Scraping React with Python

Posted on Apr 14, 2018

The Campus Labs system Lehigh is using for student engagement is called “LINC” and it sucks. There, I said it. It’s a bloated, confusing React app that hinders club activities on campus. I say that having been a club president trying to administer a LINC page and now I need to contact all of the clubs to get their info for the yearbook.

I was able to get a CSV file from an administrator with the email addresses of all the club presidents, but not with their respective clubs.

I need to email all of the clubs to get them to submit photos and info to the yearbook, and my generic call to action mail-merge isn’t having great results.

So, let’s get that information ourselves.

First we need a list of all the clubs

That’s relatively easy. Just gotta scroll down through https://lehigh.campuslabs.com/engage/organizations repeatedly clicking the “load more” button at the bottom to generate a list of all the currently active clubs.

Then we can download the HTML.

Get the clubs URLs out of the HTML

This is what a single club’s entry looks like (There are around 350 clubs at Lehigh), have they never heard of classes?

**Information provided**.
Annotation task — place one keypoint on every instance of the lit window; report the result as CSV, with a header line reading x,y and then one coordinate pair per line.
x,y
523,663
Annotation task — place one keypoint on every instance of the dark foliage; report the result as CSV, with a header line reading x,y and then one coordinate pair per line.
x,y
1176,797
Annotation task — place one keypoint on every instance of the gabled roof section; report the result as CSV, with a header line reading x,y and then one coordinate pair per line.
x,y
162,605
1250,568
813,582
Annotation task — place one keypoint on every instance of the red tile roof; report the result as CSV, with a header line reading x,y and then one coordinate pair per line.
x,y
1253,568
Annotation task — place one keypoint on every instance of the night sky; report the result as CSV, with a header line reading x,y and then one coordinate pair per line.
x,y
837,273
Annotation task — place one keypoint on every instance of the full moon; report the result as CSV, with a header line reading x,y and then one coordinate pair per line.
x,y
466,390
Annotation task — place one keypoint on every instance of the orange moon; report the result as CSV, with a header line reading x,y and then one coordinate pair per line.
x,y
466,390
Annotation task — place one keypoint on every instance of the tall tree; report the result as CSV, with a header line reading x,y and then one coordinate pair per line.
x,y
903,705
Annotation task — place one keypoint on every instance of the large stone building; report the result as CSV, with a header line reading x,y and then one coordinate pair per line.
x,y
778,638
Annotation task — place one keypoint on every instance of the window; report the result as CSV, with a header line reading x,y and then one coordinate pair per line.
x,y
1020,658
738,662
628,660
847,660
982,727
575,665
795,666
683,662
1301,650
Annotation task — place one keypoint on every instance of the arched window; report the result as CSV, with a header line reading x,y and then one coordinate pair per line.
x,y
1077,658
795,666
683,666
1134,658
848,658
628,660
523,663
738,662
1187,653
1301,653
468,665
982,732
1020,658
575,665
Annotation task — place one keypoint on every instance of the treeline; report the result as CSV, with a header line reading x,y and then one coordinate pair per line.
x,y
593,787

**Goals**.
1: Transcribe everything in the React scraping post from "Posted on Apr" down to "that information ourselves.".
2: List every number that appears in the React scraping post.
3: Answer these questions from the React scraping post.
(a) What is the Campus Labs system that Lehigh uses for student engagement called?
(b) Who supplied the CSV file of club presidents' email addresses?
(c) About how many clubs are there at Lehigh?

**Solutions to each task**.
1:
Posted on Apr 14, 2018

The Campus Labs system Lehigh is using for student engagement is called “LINC” and it sucks. There, I said it. It’s a bloated, confusing React app that hinders club activities on campus. I say that having been a club president trying to administer a LINC page and now I need to contact all of the clubs to get their info for the yearbook.

I was able to get a CSV file from an administrator with the email addresses of all the club presidents, but not with their respective clubs.

I need to email all of the clubs to get them to submit photos and info to the yearbook, and my generic call to action mail-merge isn’t having great results.

So, let’s get that information ourselves.

2: 14, 2018, 350

3:
(a) LINC
(b) An administrator
(c) Around 350